Thanks to the health-care law that brought much of the U.S. government to a grinding halt this week, Alex Parkinson is no longer uninsurable.
The Portland, Ore. resident and chief technical officer at a local start-up had previously tried to buy health insurance but was denied coverage because he has Crohn's disease, a pre-existing condition that effectively forced him to join the ranks of America's roughly 48 million uninsured residents.
"They make you fill out a form and it includes questions about your medical history," Mr. Parkinson said. "That's just how it goes."
But since the Patient Protection and Affordable Care Act – dubbed Obamacare – came into effect this week, pre-existing conditions can no longer be used to deny health-insurance coverage. The change represents part of a profound overhaul of the U.S. health-care system, long criticized as one of the least cost-efficient in the developed world. It has also become one of the most contentious issues in modern American politics, so unpalatable to its opponents that the Republican-controlled Congress this week opted not to agree on a new budget – effectively shutting down the federal government – unless the new health-care law is significantly changed, postponed or repealed altogether.

▶ [Data for review]:
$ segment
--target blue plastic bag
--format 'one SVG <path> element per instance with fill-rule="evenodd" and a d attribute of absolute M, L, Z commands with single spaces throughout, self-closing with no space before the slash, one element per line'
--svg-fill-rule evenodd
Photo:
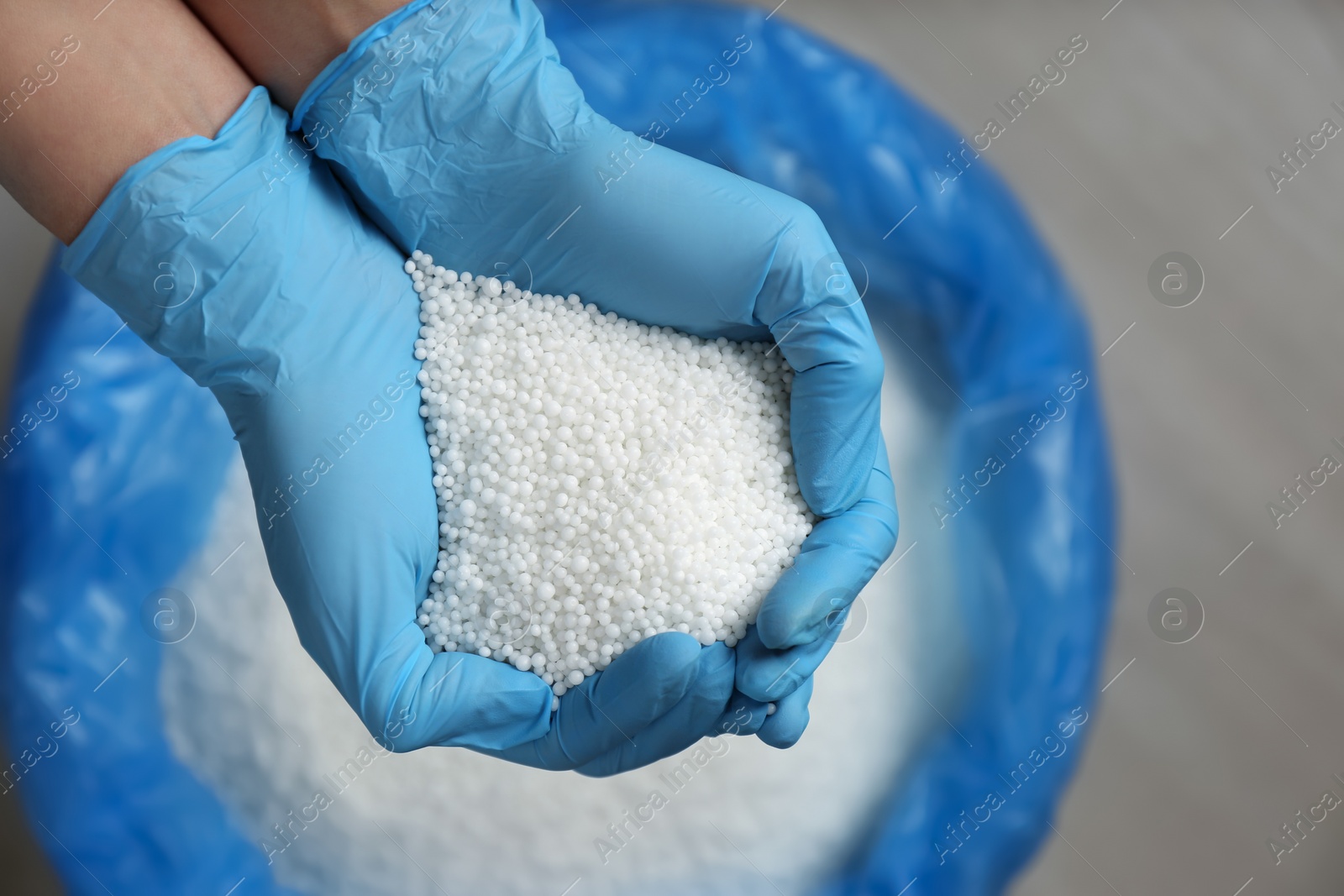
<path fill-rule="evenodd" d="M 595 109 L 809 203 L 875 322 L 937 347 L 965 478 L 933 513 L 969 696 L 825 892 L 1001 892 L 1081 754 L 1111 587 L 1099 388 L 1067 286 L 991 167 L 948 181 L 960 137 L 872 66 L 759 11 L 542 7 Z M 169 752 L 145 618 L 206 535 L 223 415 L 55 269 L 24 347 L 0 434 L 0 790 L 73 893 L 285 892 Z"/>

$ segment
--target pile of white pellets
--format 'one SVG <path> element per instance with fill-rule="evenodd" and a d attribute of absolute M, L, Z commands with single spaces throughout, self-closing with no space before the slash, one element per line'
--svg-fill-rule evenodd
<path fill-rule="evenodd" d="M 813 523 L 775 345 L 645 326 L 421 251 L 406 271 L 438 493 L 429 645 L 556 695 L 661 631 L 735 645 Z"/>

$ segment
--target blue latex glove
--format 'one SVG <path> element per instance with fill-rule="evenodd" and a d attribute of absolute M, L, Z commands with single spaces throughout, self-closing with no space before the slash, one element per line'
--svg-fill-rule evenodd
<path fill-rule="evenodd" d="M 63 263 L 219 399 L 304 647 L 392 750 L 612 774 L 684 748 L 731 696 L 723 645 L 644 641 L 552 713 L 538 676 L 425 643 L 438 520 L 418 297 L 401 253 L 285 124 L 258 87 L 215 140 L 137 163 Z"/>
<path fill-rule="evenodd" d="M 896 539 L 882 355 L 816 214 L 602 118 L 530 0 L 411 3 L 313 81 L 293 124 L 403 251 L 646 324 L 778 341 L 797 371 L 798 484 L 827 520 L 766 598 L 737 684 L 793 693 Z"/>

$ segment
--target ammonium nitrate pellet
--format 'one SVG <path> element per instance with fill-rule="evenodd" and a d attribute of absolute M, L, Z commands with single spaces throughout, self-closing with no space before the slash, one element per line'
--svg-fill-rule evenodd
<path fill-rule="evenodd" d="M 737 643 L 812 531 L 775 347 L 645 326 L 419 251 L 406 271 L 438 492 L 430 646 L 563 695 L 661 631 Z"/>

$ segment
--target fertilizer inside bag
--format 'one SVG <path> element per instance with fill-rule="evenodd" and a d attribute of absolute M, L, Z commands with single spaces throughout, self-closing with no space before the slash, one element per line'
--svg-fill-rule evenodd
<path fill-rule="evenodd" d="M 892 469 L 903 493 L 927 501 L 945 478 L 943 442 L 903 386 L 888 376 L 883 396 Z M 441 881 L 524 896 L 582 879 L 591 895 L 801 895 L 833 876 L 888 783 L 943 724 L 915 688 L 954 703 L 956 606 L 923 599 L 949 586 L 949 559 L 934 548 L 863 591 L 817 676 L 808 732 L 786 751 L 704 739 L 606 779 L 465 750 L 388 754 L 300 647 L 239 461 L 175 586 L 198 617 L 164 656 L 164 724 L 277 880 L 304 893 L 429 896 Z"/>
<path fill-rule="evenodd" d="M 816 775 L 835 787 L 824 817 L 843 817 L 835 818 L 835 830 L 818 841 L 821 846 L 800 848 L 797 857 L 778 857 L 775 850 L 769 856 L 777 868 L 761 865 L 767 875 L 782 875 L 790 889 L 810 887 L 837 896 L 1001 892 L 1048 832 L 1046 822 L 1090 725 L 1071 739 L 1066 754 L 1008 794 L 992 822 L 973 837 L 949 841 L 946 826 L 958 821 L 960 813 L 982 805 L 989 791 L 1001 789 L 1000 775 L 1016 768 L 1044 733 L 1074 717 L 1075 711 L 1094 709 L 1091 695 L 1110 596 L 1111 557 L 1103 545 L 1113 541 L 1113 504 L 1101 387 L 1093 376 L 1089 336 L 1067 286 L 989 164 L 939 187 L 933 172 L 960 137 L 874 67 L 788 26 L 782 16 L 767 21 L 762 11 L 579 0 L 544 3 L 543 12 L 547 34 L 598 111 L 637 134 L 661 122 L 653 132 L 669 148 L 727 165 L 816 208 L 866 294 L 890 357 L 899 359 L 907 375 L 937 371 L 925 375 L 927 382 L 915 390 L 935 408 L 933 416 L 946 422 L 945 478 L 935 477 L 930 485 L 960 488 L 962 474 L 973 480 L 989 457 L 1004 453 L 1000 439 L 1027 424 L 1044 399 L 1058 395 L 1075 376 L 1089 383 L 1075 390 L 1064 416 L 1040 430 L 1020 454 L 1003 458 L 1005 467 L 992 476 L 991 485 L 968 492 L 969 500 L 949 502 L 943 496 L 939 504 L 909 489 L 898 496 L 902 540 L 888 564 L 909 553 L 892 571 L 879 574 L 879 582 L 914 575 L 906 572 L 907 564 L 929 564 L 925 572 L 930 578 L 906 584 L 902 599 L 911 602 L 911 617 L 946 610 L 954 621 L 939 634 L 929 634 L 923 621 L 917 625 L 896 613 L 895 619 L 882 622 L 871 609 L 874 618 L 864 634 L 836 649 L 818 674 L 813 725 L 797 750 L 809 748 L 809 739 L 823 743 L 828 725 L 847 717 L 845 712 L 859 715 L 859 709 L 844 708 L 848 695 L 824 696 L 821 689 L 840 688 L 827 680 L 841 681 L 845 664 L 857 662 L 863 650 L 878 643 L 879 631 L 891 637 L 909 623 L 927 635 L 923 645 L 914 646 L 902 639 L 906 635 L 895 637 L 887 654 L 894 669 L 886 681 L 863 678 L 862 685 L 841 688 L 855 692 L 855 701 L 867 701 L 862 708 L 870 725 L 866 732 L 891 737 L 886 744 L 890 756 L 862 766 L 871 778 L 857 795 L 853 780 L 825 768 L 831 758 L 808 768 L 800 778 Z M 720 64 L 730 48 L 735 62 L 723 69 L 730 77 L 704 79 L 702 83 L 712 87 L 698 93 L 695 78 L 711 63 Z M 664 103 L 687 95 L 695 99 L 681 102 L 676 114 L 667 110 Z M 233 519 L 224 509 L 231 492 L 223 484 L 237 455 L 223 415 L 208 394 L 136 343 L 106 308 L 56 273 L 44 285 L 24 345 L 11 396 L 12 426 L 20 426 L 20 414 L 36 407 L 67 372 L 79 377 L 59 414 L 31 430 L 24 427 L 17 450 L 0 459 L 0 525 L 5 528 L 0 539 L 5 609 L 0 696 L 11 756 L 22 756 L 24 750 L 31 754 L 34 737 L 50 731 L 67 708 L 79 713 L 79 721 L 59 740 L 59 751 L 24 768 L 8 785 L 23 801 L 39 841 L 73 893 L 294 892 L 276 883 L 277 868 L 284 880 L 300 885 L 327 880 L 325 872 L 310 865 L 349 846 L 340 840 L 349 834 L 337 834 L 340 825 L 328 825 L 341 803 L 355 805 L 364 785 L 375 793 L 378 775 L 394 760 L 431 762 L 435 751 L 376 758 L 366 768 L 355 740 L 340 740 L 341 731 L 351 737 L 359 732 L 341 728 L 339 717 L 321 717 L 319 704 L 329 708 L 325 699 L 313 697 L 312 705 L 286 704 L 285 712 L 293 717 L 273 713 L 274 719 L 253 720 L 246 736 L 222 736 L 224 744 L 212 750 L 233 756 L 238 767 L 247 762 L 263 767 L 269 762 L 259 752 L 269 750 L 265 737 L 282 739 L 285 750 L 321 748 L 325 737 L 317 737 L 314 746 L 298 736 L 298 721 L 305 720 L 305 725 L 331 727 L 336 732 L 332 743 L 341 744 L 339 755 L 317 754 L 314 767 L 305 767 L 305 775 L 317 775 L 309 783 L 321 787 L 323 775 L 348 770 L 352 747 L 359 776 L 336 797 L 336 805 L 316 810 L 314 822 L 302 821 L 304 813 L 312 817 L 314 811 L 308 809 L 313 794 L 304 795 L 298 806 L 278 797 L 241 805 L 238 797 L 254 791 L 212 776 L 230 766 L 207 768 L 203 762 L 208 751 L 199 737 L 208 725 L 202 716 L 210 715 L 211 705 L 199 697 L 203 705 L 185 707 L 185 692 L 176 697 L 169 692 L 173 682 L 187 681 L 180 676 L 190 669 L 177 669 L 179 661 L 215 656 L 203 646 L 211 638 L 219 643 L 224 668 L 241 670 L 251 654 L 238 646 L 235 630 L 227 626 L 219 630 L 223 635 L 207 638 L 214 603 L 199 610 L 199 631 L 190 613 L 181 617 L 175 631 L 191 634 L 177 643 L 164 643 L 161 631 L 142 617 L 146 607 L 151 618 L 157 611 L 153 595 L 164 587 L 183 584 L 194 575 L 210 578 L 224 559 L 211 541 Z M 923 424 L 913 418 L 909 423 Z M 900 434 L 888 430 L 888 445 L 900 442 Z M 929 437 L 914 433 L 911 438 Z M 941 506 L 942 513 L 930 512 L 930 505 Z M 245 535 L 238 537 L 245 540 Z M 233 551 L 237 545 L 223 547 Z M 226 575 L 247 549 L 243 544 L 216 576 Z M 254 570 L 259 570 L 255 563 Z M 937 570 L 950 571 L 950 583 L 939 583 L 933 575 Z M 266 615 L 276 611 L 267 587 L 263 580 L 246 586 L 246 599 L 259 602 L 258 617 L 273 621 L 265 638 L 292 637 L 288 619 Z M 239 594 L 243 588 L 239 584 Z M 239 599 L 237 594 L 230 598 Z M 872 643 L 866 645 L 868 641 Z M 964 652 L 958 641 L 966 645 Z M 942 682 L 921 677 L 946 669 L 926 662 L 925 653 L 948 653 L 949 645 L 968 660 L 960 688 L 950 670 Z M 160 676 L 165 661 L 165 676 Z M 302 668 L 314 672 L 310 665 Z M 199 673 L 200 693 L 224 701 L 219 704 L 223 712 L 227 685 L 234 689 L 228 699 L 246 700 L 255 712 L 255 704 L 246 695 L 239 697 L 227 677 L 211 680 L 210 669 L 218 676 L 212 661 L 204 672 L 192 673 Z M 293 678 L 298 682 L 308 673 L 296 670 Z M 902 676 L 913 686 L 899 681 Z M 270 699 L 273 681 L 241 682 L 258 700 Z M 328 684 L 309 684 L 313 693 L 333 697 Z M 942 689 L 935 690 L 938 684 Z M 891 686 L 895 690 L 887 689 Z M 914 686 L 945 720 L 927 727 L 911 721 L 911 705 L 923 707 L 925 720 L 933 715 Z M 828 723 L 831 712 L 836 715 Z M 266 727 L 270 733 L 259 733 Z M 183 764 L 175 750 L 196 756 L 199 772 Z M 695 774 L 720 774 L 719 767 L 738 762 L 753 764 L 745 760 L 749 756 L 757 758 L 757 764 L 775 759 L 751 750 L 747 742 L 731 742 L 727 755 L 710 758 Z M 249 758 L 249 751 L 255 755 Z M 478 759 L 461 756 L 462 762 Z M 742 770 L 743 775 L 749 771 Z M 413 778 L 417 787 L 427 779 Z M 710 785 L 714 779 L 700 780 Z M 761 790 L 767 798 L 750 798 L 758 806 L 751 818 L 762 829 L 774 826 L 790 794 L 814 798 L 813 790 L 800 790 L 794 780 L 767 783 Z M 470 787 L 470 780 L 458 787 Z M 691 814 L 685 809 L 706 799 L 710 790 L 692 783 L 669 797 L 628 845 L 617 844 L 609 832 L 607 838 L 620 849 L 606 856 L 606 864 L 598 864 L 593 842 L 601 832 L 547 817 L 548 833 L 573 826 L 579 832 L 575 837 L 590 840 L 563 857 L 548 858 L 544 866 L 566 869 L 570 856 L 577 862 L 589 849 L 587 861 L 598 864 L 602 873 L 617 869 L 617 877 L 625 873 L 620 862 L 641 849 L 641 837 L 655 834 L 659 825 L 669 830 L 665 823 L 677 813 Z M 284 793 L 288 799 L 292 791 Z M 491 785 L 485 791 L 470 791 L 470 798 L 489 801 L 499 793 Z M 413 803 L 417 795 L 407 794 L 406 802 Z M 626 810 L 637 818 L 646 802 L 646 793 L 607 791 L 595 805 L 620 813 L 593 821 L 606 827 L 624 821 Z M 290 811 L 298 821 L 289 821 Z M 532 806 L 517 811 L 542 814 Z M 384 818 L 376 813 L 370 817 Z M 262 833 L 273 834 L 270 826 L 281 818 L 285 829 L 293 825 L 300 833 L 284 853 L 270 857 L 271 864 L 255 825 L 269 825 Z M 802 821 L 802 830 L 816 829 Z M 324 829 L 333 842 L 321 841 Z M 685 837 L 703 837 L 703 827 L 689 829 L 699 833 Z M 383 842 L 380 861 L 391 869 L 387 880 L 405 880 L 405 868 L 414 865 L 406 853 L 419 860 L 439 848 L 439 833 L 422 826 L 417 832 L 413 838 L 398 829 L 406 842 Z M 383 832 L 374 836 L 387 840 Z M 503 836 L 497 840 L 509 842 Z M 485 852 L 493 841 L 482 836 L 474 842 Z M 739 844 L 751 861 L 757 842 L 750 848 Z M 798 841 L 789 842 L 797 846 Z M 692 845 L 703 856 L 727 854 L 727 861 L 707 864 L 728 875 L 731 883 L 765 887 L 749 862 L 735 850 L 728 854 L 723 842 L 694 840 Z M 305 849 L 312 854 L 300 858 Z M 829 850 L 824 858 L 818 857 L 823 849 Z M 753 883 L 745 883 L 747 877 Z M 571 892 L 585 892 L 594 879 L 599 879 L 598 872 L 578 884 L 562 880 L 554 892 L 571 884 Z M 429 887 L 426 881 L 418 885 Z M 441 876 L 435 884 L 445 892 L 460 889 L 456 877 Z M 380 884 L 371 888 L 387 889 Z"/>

▶ [Prompt 1]:
Reproduce the part of the health-care law article between "Thanks to the" and "million uninsured residents.", inclusive.
▶ [Prompt 2]:
For each statement, say whether the health-care law article agrees with it (yes or no), and quote the words that decide it: (a) Mr. Parkinson lives in Portland, Ore.; (b) the Republican-controlled Congress agreed on a new budget this week; (c) pre-existing conditions can still be used to deny health-insurance coverage.
The lines after the health-care law article are separate material and have no connection to it.

▶ [Final answer 1]:
Thanks to the health-care law that brought much of the U.S. government to a grinding halt this week, Alex Parkinson is no longer uninsurable.
The Portland, Ore. resident and chief technical officer at a local start-up had previously tried to buy health insurance but was denied coverage because he has Crohn's disease, a pre-existing condition that effectively forced him to join the ranks of America's roughly 48 million uninsured residents.

▶ [Final answer 2]:
(a) Yes: "The Portland, Ore. resident"
(b) No: "opted not to agree on a new budget"
(c) No: "pre-existing conditions can no longer be used to deny health-insurance coverage"